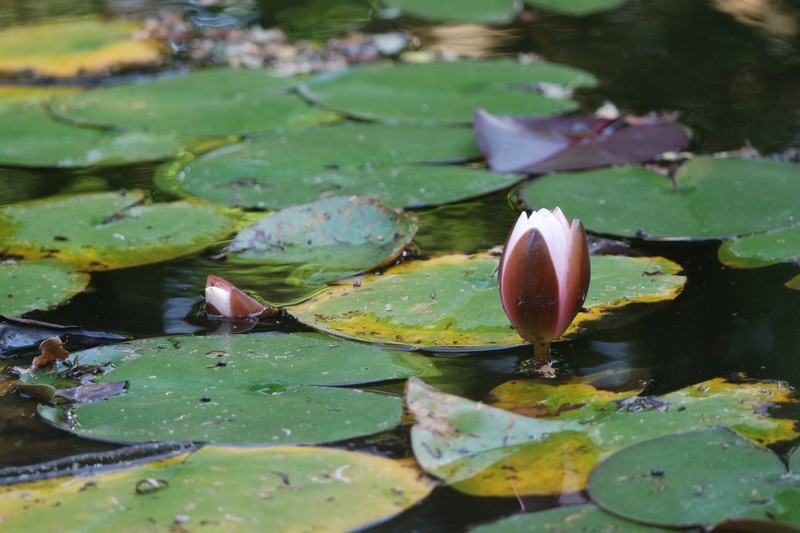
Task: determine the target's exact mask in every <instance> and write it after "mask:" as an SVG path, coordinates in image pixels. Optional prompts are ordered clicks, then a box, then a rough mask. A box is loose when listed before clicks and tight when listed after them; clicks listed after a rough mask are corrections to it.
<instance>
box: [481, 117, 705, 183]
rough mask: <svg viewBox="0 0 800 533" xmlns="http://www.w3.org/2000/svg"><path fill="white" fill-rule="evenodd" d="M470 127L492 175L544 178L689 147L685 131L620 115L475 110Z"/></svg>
mask: <svg viewBox="0 0 800 533" xmlns="http://www.w3.org/2000/svg"><path fill="white" fill-rule="evenodd" d="M473 128H474V129H475V135H476V137H477V139H478V145H479V146H480V147H481V151H482V152H483V155H484V157H485V158H486V161H487V163H488V164H489V166H490V167H491V168H492V170H495V171H497V172H522V173H527V174H545V173H547V172H553V171H563V170H581V169H587V168H595V167H602V166H611V165H620V164H624V163H640V162H644V161H650V160H653V159H656V158H658V156H660V155H661V154H663V153H664V152H676V151H679V150H681V149H682V148H684V147H685V146H686V145H687V144H688V143H689V134H688V133H687V131H686V129H685V128H683V127H681V126H678V125H675V124H668V123H663V122H660V121H659V120H658V119H655V118H654V119H651V120H647V121H645V122H643V123H642V122H640V123H636V124H629V123H628V122H627V121H626V119H625V118H624V117H618V118H616V119H607V118H602V117H597V116H579V115H570V116H563V117H543V118H539V117H509V116H495V115H492V114H490V113H488V112H487V111H485V110H484V109H480V108H479V109H476V110H475V116H474V120H473Z"/></svg>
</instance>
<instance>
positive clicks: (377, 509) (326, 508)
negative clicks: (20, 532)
mask: <svg viewBox="0 0 800 533" xmlns="http://www.w3.org/2000/svg"><path fill="white" fill-rule="evenodd" d="M432 488H433V486H432V484H431V483H430V482H428V481H427V480H426V479H425V478H424V477H421V476H420V475H419V472H417V471H416V470H414V469H413V468H408V467H406V466H403V465H402V464H400V463H399V462H397V461H393V460H390V459H385V458H382V457H377V456H372V455H367V454H363V453H355V452H348V451H344V450H334V449H327V448H315V447H286V446H279V447H272V448H221V447H215V446H206V447H204V448H202V449H200V450H198V451H196V452H193V453H190V454H183V455H180V456H177V457H174V458H170V459H166V460H162V461H158V462H153V463H149V464H145V465H142V466H134V467H132V468H128V469H125V470H119V471H110V472H105V473H100V474H96V475H91V476H85V477H61V478H55V479H52V480H47V481H39V482H34V483H27V484H19V485H15V486H11V487H7V488H5V490H4V495H3V498H2V500H0V517H2V520H3V523H4V525H5V526H6V527H9V528H12V529H14V528H25V529H31V528H32V529H36V530H41V531H48V530H52V529H62V528H63V529H82V530H87V529H89V530H101V529H102V530H119V531H129V530H155V531H170V530H174V529H175V528H176V527H179V528H191V529H194V528H197V529H203V530H209V531H232V530H276V531H309V530H312V529H313V530H315V531H345V530H352V529H358V528H360V527H365V526H368V525H370V524H372V523H374V522H379V521H382V520H385V519H387V518H389V517H391V516H392V515H395V514H397V513H400V512H402V511H404V510H405V509H407V508H409V507H411V506H413V505H414V504H415V503H416V502H418V501H419V500H421V499H423V498H424V497H425V496H427V495H428V493H429V492H430V491H431V489H432Z"/></svg>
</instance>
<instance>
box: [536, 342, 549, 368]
mask: <svg viewBox="0 0 800 533" xmlns="http://www.w3.org/2000/svg"><path fill="white" fill-rule="evenodd" d="M533 355H534V357H535V358H536V362H537V363H539V364H543V365H544V364H547V363H549V362H550V343H549V342H534V343H533Z"/></svg>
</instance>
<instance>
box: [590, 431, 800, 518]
mask: <svg viewBox="0 0 800 533" xmlns="http://www.w3.org/2000/svg"><path fill="white" fill-rule="evenodd" d="M785 474H786V466H785V465H784V464H783V462H782V461H781V460H780V458H778V456H777V455H775V454H774V453H773V452H772V451H770V450H769V449H767V448H764V447H762V446H758V445H756V444H753V443H752V442H750V441H749V440H747V439H744V438H742V437H741V436H739V435H737V434H736V433H734V432H733V431H729V430H727V429H725V428H713V429H706V430H700V431H691V432H687V433H682V434H679V435H668V436H665V437H661V438H658V439H654V440H650V441H647V442H642V443H639V444H636V445H634V446H630V447H628V448H625V449H624V450H622V451H620V452H618V453H616V454H614V455H612V456H611V457H609V458H607V459H606V460H605V461H603V462H602V463H600V464H599V465H598V466H597V468H596V469H595V470H594V471H593V472H592V474H591V476H590V477H589V483H588V488H589V493H590V494H591V497H592V499H593V500H594V501H595V502H596V503H598V504H599V505H600V506H601V507H603V508H604V509H606V510H607V511H609V512H612V513H614V514H615V515H617V516H621V517H624V518H627V519H629V520H636V521H638V522H644V523H647V524H657V525H663V526H670V527H689V526H709V525H713V524H715V523H717V522H722V521H724V520H727V519H731V518H757V519H764V520H767V519H774V509H773V506H774V504H773V502H772V498H773V497H774V496H775V493H776V489H777V486H778V482H779V480H780V479H781V477H782V476H784V475H785ZM795 483H796V482H795ZM632 494H635V495H636V497H631V495H632ZM795 494H800V493H797V492H796V493H795ZM797 503H798V501H797V500H796V501H795V504H797Z"/></svg>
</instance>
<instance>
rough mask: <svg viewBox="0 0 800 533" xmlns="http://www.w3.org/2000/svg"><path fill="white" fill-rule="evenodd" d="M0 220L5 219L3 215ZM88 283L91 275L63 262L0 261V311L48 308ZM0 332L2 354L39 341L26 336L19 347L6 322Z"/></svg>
mask: <svg viewBox="0 0 800 533" xmlns="http://www.w3.org/2000/svg"><path fill="white" fill-rule="evenodd" d="M0 221H3V218H2V214H0ZM0 223H2V222H0ZM2 233H3V230H0V235H2ZM1 248H2V244H0V249H1ZM87 285H89V275H88V274H84V273H82V272H78V271H76V270H75V267H73V266H71V265H67V264H65V263H62V262H61V261H56V260H52V259H37V260H32V261H3V262H0V287H2V289H1V290H2V292H1V293H0V314H2V315H9V316H14V315H24V314H25V313H28V312H30V311H34V310H43V309H48V308H50V307H54V306H56V305H58V304H60V303H61V302H64V301H66V300H68V299H69V298H71V297H72V296H74V295H76V294H78V293H79V292H81V291H82V290H83V289H85V288H86V286H87ZM0 332H2V335H1V336H0V339H2V340H3V343H2V344H0V353H5V352H7V351H8V350H11V351H13V350H16V349H17V348H24V347H26V346H28V347H29V346H30V344H27V343H28V342H31V343H33V344H35V343H36V342H35V341H29V339H26V340H25V343H24V345H23V346H20V345H19V344H18V343H17V342H15V341H14V339H13V338H9V337H8V335H9V334H11V335H13V336H14V337H16V334H15V332H13V331H9V330H8V329H7V326H6V325H2V326H0ZM48 336H50V335H48ZM38 340H39V341H41V340H42V339H41V338H39V339H38Z"/></svg>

- _WHAT IS EXPECTED_:
Rewrite the entries from the start through the line containing "127L492 175L544 178L689", inclusive, changing "loose" to "imprecise" and keeping everything else the same. Leave out the pictures.

- _ANSWER SECTION_:
Task: determine the target's exact mask in every <instance> and write it after "mask:" as an SVG path, coordinates in image pixels. Optional prompts are ordered clicks, then a box, then a rough mask. A box is imprecise when listed before clicks and tight when listed after them; clicks listed after a rough mask are corrections to it.
<instance>
box: [481, 117, 705, 183]
rough mask: <svg viewBox="0 0 800 533" xmlns="http://www.w3.org/2000/svg"><path fill="white" fill-rule="evenodd" d="M470 127L492 175L544 178L689 147L685 131L620 115L475 110Z"/></svg>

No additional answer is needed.